DOCUMENT SECTION:
Solved: Massive speedup of integer SSE2 code using AVX1(!)

diamantis__nikos · ‎09-06-2015

Hello.

I've recently recompiled an old C program which mainly uses integers, with VC 2013 and ICC 13.1 compilers and was initially compiled targeting SSE2 architecture using VC 2010 compiler.

I targeted AVX (version 1.0) architecture in the compiler options for my SandyBridge and I saw a massive speedup of 68% with both compilers (VC 2013 and ICC 13.1) compared to old SSE2 optimizations.

I recompiled the C code targeting this time AVX2 for my Haswell but the speedup was the same like AVX for Haswell for both compilers.

My questions:

1) How is it possible for an integer based C code, both VC 2013 and ICC 13.1 compilers to produce a huge speedup of approximately 70% using AVX1 target architecture ?

2) Is there a way for a compiler to see the 256 bit AVX units as integer SIMD units and almost double the performance of integer code compared to SSE2 ? Or is it the SSE2 code running on 256 bit execution units ? Or is it something else ?

3) Why there was no speedup (1%) for AVX2 compared to AVX optimizations for integer code using Haswell processor ?

Thanks!

WRITTEN INSTRUCTION A:
Answer the following about the AVX speedup post:
(i) Which compiler produced the original SSE2 build of the program?
(ii) Which two compilers were used for the recompilation?
(iii) What speedup was measured on Sandy Bridge when targeting AVX?
WRITTEN INSTRUCTION B:
Proceed with the AVX speedup post, continuing from the point where it stops.
The items after this point are not needed for either task.

ENTRIES:
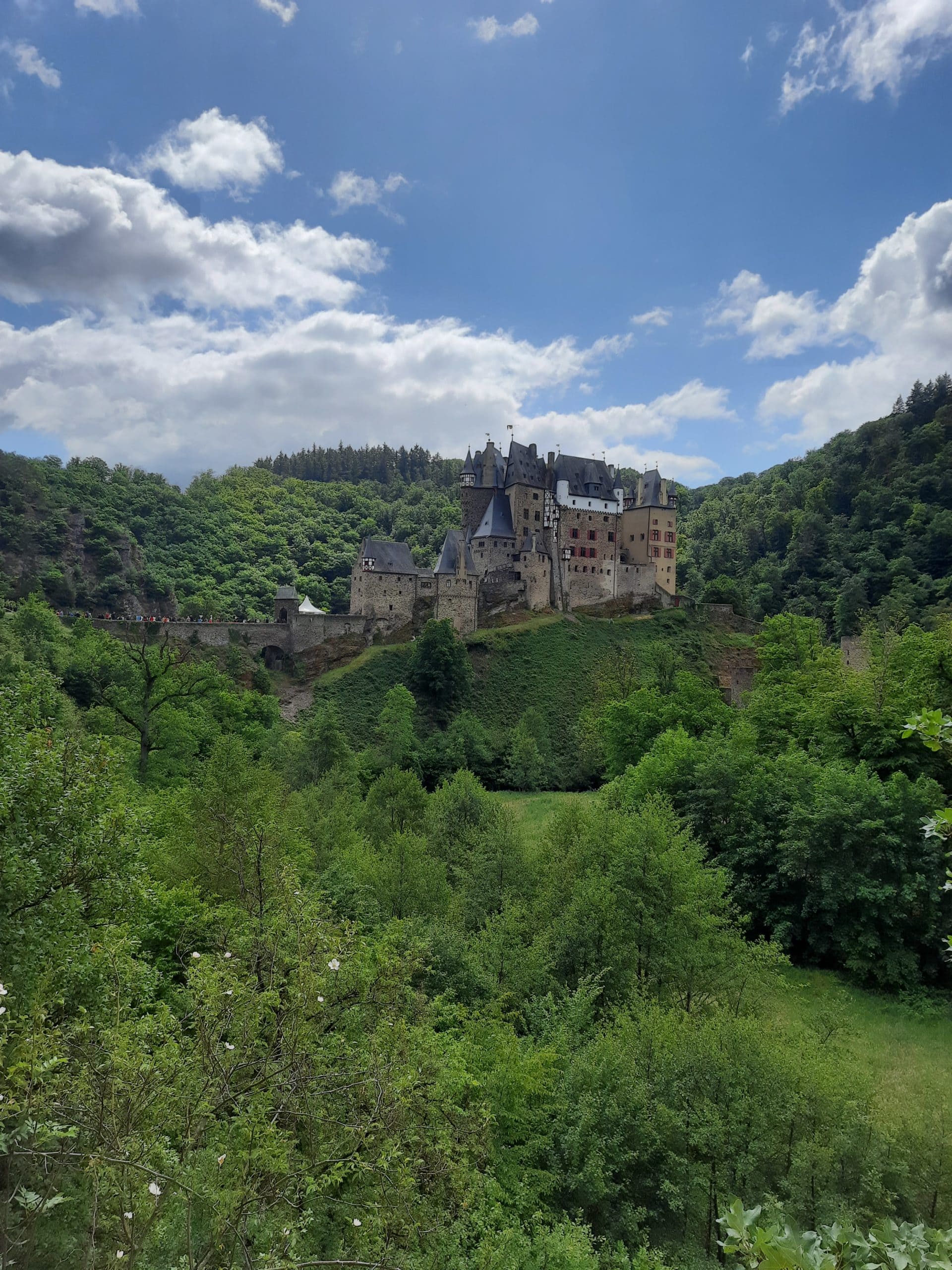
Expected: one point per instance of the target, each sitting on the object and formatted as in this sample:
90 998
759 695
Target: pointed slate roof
454 544
525 466
490 468
652 489
588 478
498 520
388 557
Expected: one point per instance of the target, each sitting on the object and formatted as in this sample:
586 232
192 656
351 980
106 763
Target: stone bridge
313 642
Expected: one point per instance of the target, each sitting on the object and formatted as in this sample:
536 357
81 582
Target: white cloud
89 235
899 313
490 28
879 45
284 9
350 191
30 63
206 386
214 151
108 8
653 318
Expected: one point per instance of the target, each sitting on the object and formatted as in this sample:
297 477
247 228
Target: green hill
547 663
864 525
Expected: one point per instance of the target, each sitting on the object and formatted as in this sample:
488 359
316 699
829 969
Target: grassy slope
907 1051
546 662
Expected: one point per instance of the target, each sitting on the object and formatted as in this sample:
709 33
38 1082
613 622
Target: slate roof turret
388 557
525 466
587 478
498 520
454 544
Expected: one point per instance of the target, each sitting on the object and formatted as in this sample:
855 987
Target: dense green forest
381 464
97 539
275 999
861 527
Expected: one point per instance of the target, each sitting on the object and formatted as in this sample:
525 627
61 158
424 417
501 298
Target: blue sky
233 226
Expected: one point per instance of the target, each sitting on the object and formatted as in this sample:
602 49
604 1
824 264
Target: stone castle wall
390 596
457 599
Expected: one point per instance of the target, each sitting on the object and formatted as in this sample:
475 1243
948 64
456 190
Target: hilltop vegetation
860 527
91 536
272 1001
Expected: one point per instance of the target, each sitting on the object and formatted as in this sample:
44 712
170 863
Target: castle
536 534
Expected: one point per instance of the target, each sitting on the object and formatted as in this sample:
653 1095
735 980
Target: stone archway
273 657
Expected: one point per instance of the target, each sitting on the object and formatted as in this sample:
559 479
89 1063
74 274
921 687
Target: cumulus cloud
653 318
214 151
879 45
30 63
490 28
108 8
284 9
207 385
89 235
350 191
898 317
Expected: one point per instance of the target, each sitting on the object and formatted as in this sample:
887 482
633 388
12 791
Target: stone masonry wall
457 599
382 595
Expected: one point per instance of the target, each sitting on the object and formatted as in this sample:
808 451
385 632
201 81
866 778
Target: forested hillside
273 1000
96 538
861 526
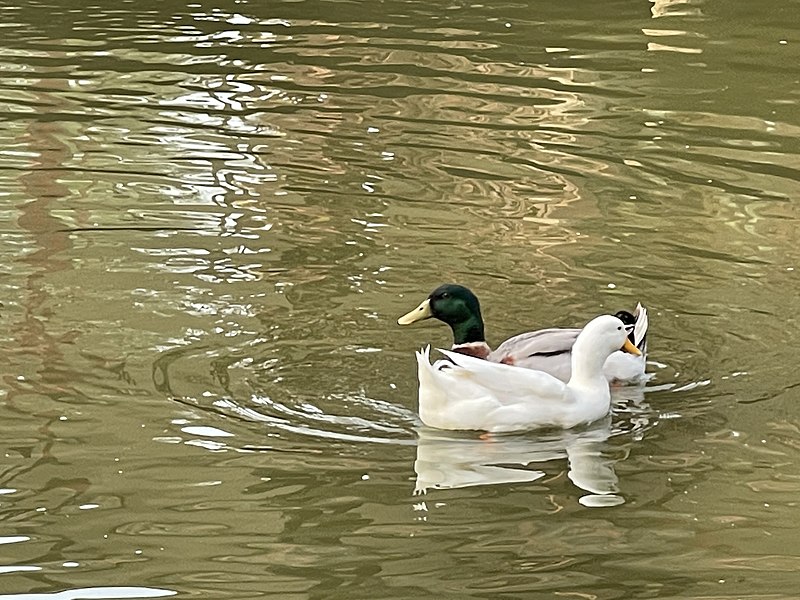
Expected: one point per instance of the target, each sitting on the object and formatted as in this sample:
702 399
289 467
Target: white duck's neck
587 364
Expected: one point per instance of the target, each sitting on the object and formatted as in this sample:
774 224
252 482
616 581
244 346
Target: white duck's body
464 392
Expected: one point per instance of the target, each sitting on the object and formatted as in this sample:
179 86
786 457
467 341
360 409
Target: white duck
545 350
464 392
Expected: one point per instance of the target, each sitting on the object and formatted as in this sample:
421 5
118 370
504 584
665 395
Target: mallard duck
545 350
464 392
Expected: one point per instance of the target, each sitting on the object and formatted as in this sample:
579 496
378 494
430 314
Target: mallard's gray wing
547 350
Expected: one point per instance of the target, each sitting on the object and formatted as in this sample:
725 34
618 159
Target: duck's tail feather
640 328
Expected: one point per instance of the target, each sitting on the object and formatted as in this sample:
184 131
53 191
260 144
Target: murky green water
212 215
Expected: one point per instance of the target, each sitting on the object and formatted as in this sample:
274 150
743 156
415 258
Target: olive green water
212 215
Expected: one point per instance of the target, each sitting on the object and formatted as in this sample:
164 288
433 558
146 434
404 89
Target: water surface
212 215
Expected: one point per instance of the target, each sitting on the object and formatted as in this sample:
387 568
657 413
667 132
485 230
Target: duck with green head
548 350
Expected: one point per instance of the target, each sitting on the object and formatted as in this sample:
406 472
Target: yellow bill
422 312
628 347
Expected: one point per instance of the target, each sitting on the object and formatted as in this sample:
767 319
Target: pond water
213 214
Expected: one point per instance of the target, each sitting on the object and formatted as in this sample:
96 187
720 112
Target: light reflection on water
212 217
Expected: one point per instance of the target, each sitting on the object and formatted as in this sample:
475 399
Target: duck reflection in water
447 460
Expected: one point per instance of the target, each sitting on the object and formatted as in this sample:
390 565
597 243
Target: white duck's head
600 337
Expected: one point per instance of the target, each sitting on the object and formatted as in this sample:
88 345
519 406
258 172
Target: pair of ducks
565 377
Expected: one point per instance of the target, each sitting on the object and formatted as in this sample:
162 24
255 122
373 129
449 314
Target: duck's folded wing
509 385
543 350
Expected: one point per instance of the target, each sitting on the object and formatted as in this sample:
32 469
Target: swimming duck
545 350
464 392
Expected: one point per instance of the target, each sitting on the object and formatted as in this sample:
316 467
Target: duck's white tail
640 328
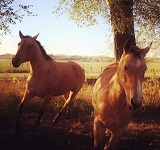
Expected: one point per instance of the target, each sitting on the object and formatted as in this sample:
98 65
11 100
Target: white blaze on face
139 85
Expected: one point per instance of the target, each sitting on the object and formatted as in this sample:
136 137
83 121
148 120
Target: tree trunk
122 24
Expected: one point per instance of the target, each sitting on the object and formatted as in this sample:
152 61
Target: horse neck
116 90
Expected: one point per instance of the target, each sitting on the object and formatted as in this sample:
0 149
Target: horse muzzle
134 105
15 62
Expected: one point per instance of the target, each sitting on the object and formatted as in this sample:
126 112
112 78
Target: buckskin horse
117 92
47 77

EXERCISE OUTPUT A:
(i) VC 2010
(ii) VC 2013 and ICC 13.1
(iii) 68%

EXERCISE OUTPUT B:
andysem · ‎09-07-2015

You will have the exact answer if you examine the disassembler of your compiled binaries. With the data you provided we can only speculate.

As far as speculations go, there are several possible avenues of speedup:

- AVX implies support for all extensions up to SSE4.1. The speed up may be achieved with an extension prior to AVX, not AVX itself.

- AVX includes a new instruction encoding, which allows to specify the output operand so that inputs are not destroyed. Depending on your code specifics and the amount of xmm registers used, this may reduce the pressure on the register file and avoid register spills on the stack in performance critical parts of the code.

- The new instruction encoding also tends to shorten the code as many moves between registers can be removed. This may result in the code becoming small enough to fit into L1 cache or be easier to inline by the compiler.

- You are bottlenecked by some other part of the program, not the integer part.

Is there a way for a compiler to see the 256 bit AVX units as integer SIMD units and almost double the performance of integer code compared to SSE2 ? Or is it the SSE2 code running on 256 bit execution units ? Or is it something else ?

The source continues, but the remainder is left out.